Textauszug →
· · · · ·
# Modulo in Endlosposition rechnen



## TP-Inc (11 Dezember 2021)

Hi, ab und zu gibt es Anwendungen bei denen ich die Modulo-Position eines Drehantriebs, aber auch die „Endlos“-Position brauche. Wie zählt man vernünftig Umdrehungen mit? Übergang von 360 auf 0 erkennen erscheint mir nicht so elegant und sicher… Braucht ihr das auch ab und zu? 
Das sollte Telegramm und Antriebsunabhängig funktionieren.


----------



## de vliegende hollander (11 Dezember 2021)

Wir erfassen Drehzahl über das technologiemodul TM Count.
Sensorik von z.b. Braun oder Emerson
Auf die Welle wo wir Drehzahl messen ist aber ein ganz einfaches Polrad.
· · · · ·
Aufgeführte Einträge →
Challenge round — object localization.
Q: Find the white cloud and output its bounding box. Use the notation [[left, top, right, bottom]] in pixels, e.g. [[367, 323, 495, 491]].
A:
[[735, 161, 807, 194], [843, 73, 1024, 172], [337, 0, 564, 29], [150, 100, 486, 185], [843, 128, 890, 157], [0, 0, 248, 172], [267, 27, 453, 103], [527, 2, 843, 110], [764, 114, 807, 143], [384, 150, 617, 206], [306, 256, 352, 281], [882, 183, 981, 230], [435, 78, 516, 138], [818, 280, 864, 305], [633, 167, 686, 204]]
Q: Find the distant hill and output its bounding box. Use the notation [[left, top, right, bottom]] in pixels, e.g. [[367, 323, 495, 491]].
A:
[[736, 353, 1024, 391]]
· · · · ·
Aufgabe A → Womit erfasst de vliegende hollander laut dem Textauszug die Drehzahl?
Aufgabe B → Gib aus dem Textauszug genau den Abschnitt wieder, der mit den Worten „Hi, ab und zu“ anfängt und mit „auch ab und zu?“ aufhört.

Lösung A → Mit dem Technologiemodul TM Count.

Lösung B →
Hi, ab und zu gibt es Anwendungen bei denen ich die Modulo-Position eines Drehantriebs, aber auch die „Endlos“-Position brauche. Wie zählt man vernünftig Umdrehungen mit? Übergang von 360 auf 0 erkennen erscheint mir nicht so elegant und sicher… Braucht ihr das auch ab und zu?